● Source text:
• • •
Enhance async tool execution and error handling in Hermes agent for Atropos integration

- Updated `.gitignore` to exclude `testlogs` directory. - Refactored `handle_web_function_call` in `model_tools.py` to support running async functions in existing event loops, improving compatibility with Atropos. - Introduced a thread pool executor in `agent_loop.py` for running synchronous tool calls that internally use `asyncio.run()`, preventing deadlocks. - Added `ToolError` class to track tool execution errors, enhancing error reporting during agent loops. - Updated `wandb_log` method in `hermes_base_env.py` to log tool error statistics for better monitoring. - Implemented patches in `patches.py` to ensure async-safe operation of tools within Atropos's event loop. - Enhanced `ToolContext` and `terminal_tool.py` to utilize the new async handling, improving overall tool execution reliability.
2026-04-25 00:51:20 +00:00 · 2026-02-08 05:00:47 +00:00 · 2026-02-08 05:00:47 +00:00 · d999d9876d
commit d999d9876d
parent a8809bbd3e
9 changed files with 540 additions and 64 deletions
--- a/environments/tool_context.py
+++ b/environments/tool_context.py
@ -25,14 +25,43 @@ Example usage in a compute_reward():

 import json
 import logging
+import os
 from typing import Any, Dict, List, Optional

+import asyncio
+import concurrent.futures
+
 from model_tools import handle_function_call
 from tools.terminal_tool import cleanup_vm
 from tools.browser_tool import cleanup_browser

 logger = logging.getLogger(__name__)

+# Thread pool for running sync tool calls that internally use asyncio.run()
+_tool_executor = concurrent.futures.ThreadPoolExecutor(max_workers=4)
+
+
+def _run_tool_in_thread(tool_name: str, arguments: Dict[str, Any], task_id: str) -> str:
+    """
+    Run a tool call in a thread pool executor so backends that use asyncio.run()
+    internally (modal, docker) get a clean event loop.
+
+    If we're already in an async context, uses run_in_executor.
+    If not (e.g., called from sync code), runs directly.
+    """
+    try:
+        loop = asyncio.get_running_loop()
+        # We're in an async context -- need to run in thread
+        import concurrent.futures
+        with concurrent.futures.ThreadPoolExecutor(max_workers=1) as pool:
+            future = pool.submit(
+                handle_function_call, tool_name, arguments, task_id
+            )
• • •
● Information given:
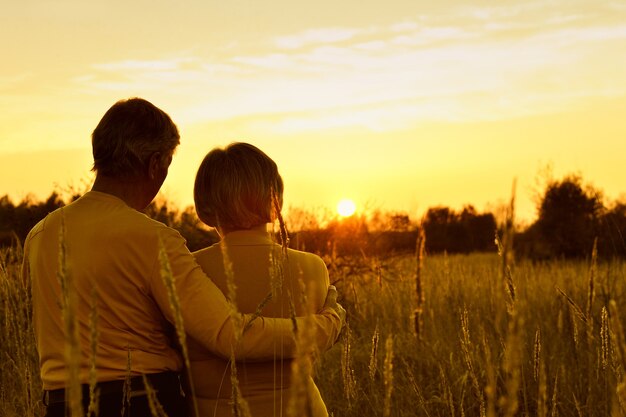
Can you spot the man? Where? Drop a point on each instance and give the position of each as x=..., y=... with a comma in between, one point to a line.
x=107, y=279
• • •
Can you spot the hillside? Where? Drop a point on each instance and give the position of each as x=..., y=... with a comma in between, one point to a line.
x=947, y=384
• • •
● Task set:
1/ In the Hermes agent commit text, substitute "the training framework" for "Atropos" in everything from "Enhance async tool" down to "tool execution reliability.", and write out that stretch with the change made.
2/ Condense the paragraph of the Hermes agent commit text that begins "- Updated `.gitignore` to exclude" into a shorter summary that keeps its main facts.
3/ Carry on the Hermes agent commit diff for async tool execution from the point where it stops.

● Answers below:
1/
Enhance async tool execution and error handling in Hermes agent for the training framework integration

- Updated `.gitignore` to exclude `testlogs` directory. - Refactored `handle_web_function_call` in `model_tools.py` to support running async functions in existing event loops, improving compatibility with the training framework. - Introduced a thread pool executor in `agent_loop.py` for running synchronous tool calls that internally use `asyncio.run()`, preventing deadlocks. - Added `ToolError` class to track tool execution errors, enhancing error reporting during agent loops. - Updated `wandb_log` method in `hermes_base_env.py` to log tool error statistics for better monitoring. - Implemented patches in `patches.py` to ensure async-safe operation of tools within the training framework's event loop. - Enhanced `ToolContext` and `terminal_tool.py` to utilize the new async handling, improving overall tool execution reliability.

2/ The commit excludes `testlogs` in `.gitignore` and refactors `handle_web_function_call` in `model_tools.py` so that async functions can run in existing event loops. It also adds a thread pool executor in `agent_loop.py` so that sync tool calls using `asyncio.run()` do not deadlock. A new `ToolError` class tracks tool execution errors, and `wandb_log` in `hermes_base_env.py` now logs tool error statistics. Patches in `patches.py` keep tools async-safe within Atropos's event loop, and `ToolContext` and `terminal_tool.py` use the new async handling.

3/
+            return future.result(timeout=300)
+    except RuntimeError:
+        # No running event loop -- safe to call directly
+        return handle_function_call(tool_name, arguments, task_id)
+

 class ToolContext:
    """
@ -61,10 +90,15 @@ class ToolContext:
        Returns:
            Dict with 'exit_code' (int) and 'output' (str)
        """
-        result = handle_function_call(
+        import os
+        backend = os.getenv("TERMINAL_ENV", "local")
+        logger.debug("ToolContext.terminal [%s backend] task=%s: %s", backend, self.task_id[:8], command[:100])
+
+        # Run in thread pool so modal/docker backends' asyncio.run() doesn't deadlock
+        result = _run_tool_in_thread(
            "terminal",
            {"command": command, "timeout": timeout},
-            task_id=self.task_id,
+            self.task_id,
        )
        try:
            return json.loads(result)
@ -222,7 +256,7 @@ class ToolContext:
        Returns:
            Raw JSON string result from the tool
        """
-        return handle_function_call(tool_name, arguments, task_id=self.task_id)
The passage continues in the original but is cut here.